Je vous le disais récemment : pour répondre à la question centrale de son évangile – qui est Jésus ? – l’évangéliste Marc a construit son livre d’une manière assez personnelle, différente de celle des autres évangélistes. Il l’a fait en un certain nombre de séquences où les événements et les enseignements qu’il rapporte se répondent, comme en miroir, autour d’un événement central. Ici, en trois chapitres (de 3, 15 à 6, 13) qui débutent par l’appel des douze apôtres et qui se termineront, dimanche prochain, par l’envoi en mission de ces apôtres. Au centre de la séquence, le récit de la tempête apaisée  Et, comme en miroir, avant et après ce récit, le mauvais accueil que réservent à Jésus celles et ceux qui lui sont humainement les plus proches : sa famille et ses compatriotes de Nazareth.

Et des nuances

Il ne faudrait pas trop schématiser, comme on l’a fait bien souvent, les réactions des contemporains de Jésus, en opposant une première période, la prédication en Galilée, où il connut un succès facile, à une deuxième période, précisément en Judée, où il rencontra oppositions et contradiction, jusqu’à l’arrestation et la mort. En fait, l’évangile de Marc est plus nuancé. Et s’il nous dit, à plusieurs reprises, que des foules énormes couraient après Jésus pour le voir et l’entendre, il tient également à préciser qu’en certaines occasions, Jésus a rencontré refus et incompréhension. Il en fut ainsi, selon lui, dans son village de Nazareth. Il nous avait dit à deux reprises (3, 21 et 3, 32-35) que « sa mère et ses frères vinrent pour s’emparer de lui, car ils disaient : ‘Il a perdu la tête’ » et que Jésus avait refusé de les voir. Et voici qu’aujourd’hui Marc  nous rapporte comment Jésus, de retour dans son village, le jour du sabbat, se rend à la synagogue, y prend la parole pour enseigner ses compatriotes, et comment cette démarche est cause d’incompréhension et de scandale. Luc, dans son récit du même événement, ajoutera que les gens ont expulsé Jésus et ont voulu le tuer.

Incompréhension

Pourquoi une telle incompréhension ? Je me demande si tout n’a pas basculé dans la vie de Jésus au jour de son baptême. Jusque là, en effet, Jésus n’était, pour ses proches, que  « le charpentier, le fils de Marie, et le frère de Jacques, de José, de Jude et de Simon, dont les sœurs sont ici chez nous » Et voilà que, d’un seul coup, le charpentier du village quitte son métier et devient prophète. Pas étonnant que les gens de sa famille le prennent pour un fou et que les gens du village soient scandalisés. Plus que choqués ; la traduction la plus vraie précise que Jésus devient pour eux « une occasion de chute »  Imaginez que de tels faits se produisent un jour dans votre village, et qu’un brave habitant quitte sa famille et son métier pour se mettre à prêcher : quelle serait votre réaction ?

● Extrait source:
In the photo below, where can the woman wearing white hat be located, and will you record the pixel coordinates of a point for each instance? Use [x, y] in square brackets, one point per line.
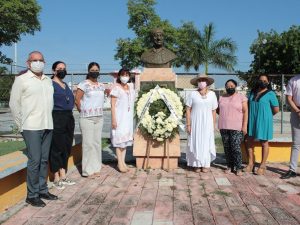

● Consignes de travail:
a. Dans l'extrait sur l'évangile de Marc, quel récit se trouve au centre de la séquence allant de 3, 15 à 6, 13 ?
b. Recopiez le passage de l'extrait sur l'évangile de Marc qui va de « Je vous le disais » jusqu'à « compatriotes de Nazareth. ».

● Solutions proposées:
a. Le récit de la tempête apaisée.

b.
Je vous le disais récemment : pour répondre à la question centrale de son évangile – qui est Jésus ? – l’évangéliste Marc a construit son livre d’une manière assez personnelle, différente de celle des autres évangélistes. Il l’a fait en un certain nombre de séquences où les événements et les enseignements qu’il rapporte se répondent, comme en miroir, autour d’un événement central. Ici, en trois chapitres (de 3, 15 à 6, 13) qui débutent par l’appel des douze apôtres et qui se termineront, dimanche prochain, par l’envoi en mission de ces apôtres. Au centre de la séquence, le récit de la tempête apaisée  Et, comme en miroir, avant et après ce récit, le mauvais accueil que réservent à Jésus celles et ceux qui lui sont humainement les plus proches : sa famille et ses compatriotes de Nazareth.